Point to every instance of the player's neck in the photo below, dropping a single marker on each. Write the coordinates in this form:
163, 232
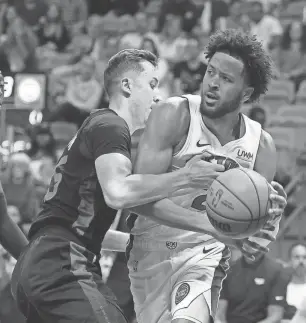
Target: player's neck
299, 279
122, 109
226, 128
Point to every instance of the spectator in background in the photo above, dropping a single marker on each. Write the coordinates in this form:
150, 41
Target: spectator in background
9, 312
213, 10
192, 11
5, 66
300, 315
236, 19
188, 74
19, 188
172, 40
20, 44
296, 289
257, 113
292, 55
83, 94
31, 11
52, 31
164, 75
74, 13
131, 36
253, 292
268, 29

_ _ _ _

# What the task asks
What is the number of lines in the records that hold the word "single"? Answer with that number by itself.

# Result of the exercise
2